▶ [EXTRAIT DE L'ARRÊT]
"""

Copies exécutoires REPUBLIQUE FRANCAISE

délivrées le : AU NOM DU PEUPLE FRANCAIS

COUR D’APPEL DE PARIS

Pôle 6 – Chambre 6

ARRET DU 15 FÉVRIER 2023

(n° 2023/ , 7 pages)

Numéro d’inscription au répertoire général : N° RG 21/01046 – N° Portalis 35L7-V-B7F-CDBRK

Décision déférée à la Cour : Jugement du 27 Novembre 2020 -Conseil de Prud’hommes – Formation de départage de melun – RG n° 18/00498

APPELANTE

Madame [F] [J]

[Adresse 2]

[Localité 3]

Représentée par Me Valérie DELATOUCHE, avocat au barreau de MEAUX

INTIMÉE

S.A. LEROY MERLIN FRANCE

[Adresse 1]

[Localité 4]

Représentée par Me Cyril CATTE, avocat au barreau de PARIS, toque : P0452

COMPOSITION DE LA COUR :

En application des dispositions des articles 805 et 907 du code de procédure civile, l’affaire a été débattue le 02 janvier 2023, en audience publique, les parties ne s’y étant pas opposées, devant Monsieur Christophe BACONNIER, Président de chambre, chargé du rapport.

Ce magistrat a rendu compte des plaidoiries dans le délibéré de la Cour, composée de :

Monsieur Christophe BACONNIER, Président de chambre

Madame Nadège BOSSARD, Conseillère

Monsieur Stéphane THERME, Conseiller

Greffier : Madame Julie CORFMAT, lors des débats

ARRÊT :

– contradictoire,

– par mise à disposition de l’arrêt au greffe de la Cour, les parties en ayant été préalablement avisées dans les conditions prévues au deuxième alinéa de l’article 450 du Code de procédure civile,

– signé par Monsieur Christophe BACONNIER, Président de chambre et par Madame Julie CORFMAT, Greffière à laquelle la minute de la décision a été remise par le magistrat signataire.

RAPPEL DES FAITS, PROCEDURE ET MOYENS DES PARTIES

La société Leroy Merlin France (SA) a employé Mme [F] [J], née en 1991, par contrat de travail à durée déterminée de professionnalisation du 8 octobre 2017 au 30 août 2019 en qualité de magasinier.

Les relations contractuelles entre les parties étaient soumises à la convention collective nationale du bricolage (vente au détail en libre-service).

"""

▶ [BLOC DE DONNÉES]
"""

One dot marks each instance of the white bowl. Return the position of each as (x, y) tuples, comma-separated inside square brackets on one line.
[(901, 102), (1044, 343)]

"""

▶ [EXERCICES PROPOSÉS]
1) Citez l'extrait de l'arrêt depuis « [Localité 4] » jusqu'à « chargé du rapport. » inclus.
2) D'après l'extrait de l'arrêt, à quelle date l'affaire a-t-elle été débattue en audience publique ?
3) Poursuivez l'extrait de l'arrêt de la cour d'appel de Paris après sa dernière phrase.
Ces données n'ont aucun rôle dans ce travail.

▶ [RÉPONSES DANS L'ORDRE]
1)
[Localité 4]

Représentée par Me Cyril CATTE, avocat au barreau de PARIS, toque : P0452

COMPOSITION DE LA COUR :

En application des dispositions des articles 805 et 907 du code de procédure civile, l’affaire a été débattue le 02 janvier 2023, en audience publique, les parties ne s’y étant pas opposées, devant Monsieur Christophe BACONNIER, Président de chambre, chargé du rapport.

2) Le 2 janvier 2023.

3)
Sa rémunération mensuelle brute moyenne sur les 3 derniers mois (option la plus favorable) s’élevait à la somme de 1 196,75 €.

Par lettre notifiée le 30 juillet 2018, Mme [J] a été convoquée à un entretien préalable fixé au 20 août 2018.

Le contrat de travail de Mme [J] a ensuite été rompu pour faute grave par lettre notifiée le 28 août 2018 ; la lettre de rupture anticipée du contrat à durée déterminée mentionne en substance les griefs suivants :

– Mme [J] a copié le fichier Excel sur l’implantation des produits dans les entrepôts sur une clef USB lui appartenant ;

– Mme [J] a supprimé ce fichier Excel sur l’implantation des produits dans les entrepôts de la base de données interne à l’entreprise ;

– Mme [J] a refusé de restituer à l’entreprise le fichier Excel sur l’implantation des produits dans les entrepôts.

A la date de présentation de la lettre recommandée notifiant la rupture anticipée, Mme [J] avait une ancienneté de 9 mois ; la société Leroy Merlin France occupait à titre habituel au moins onze salariés lors de la rupture des relations contractuelles.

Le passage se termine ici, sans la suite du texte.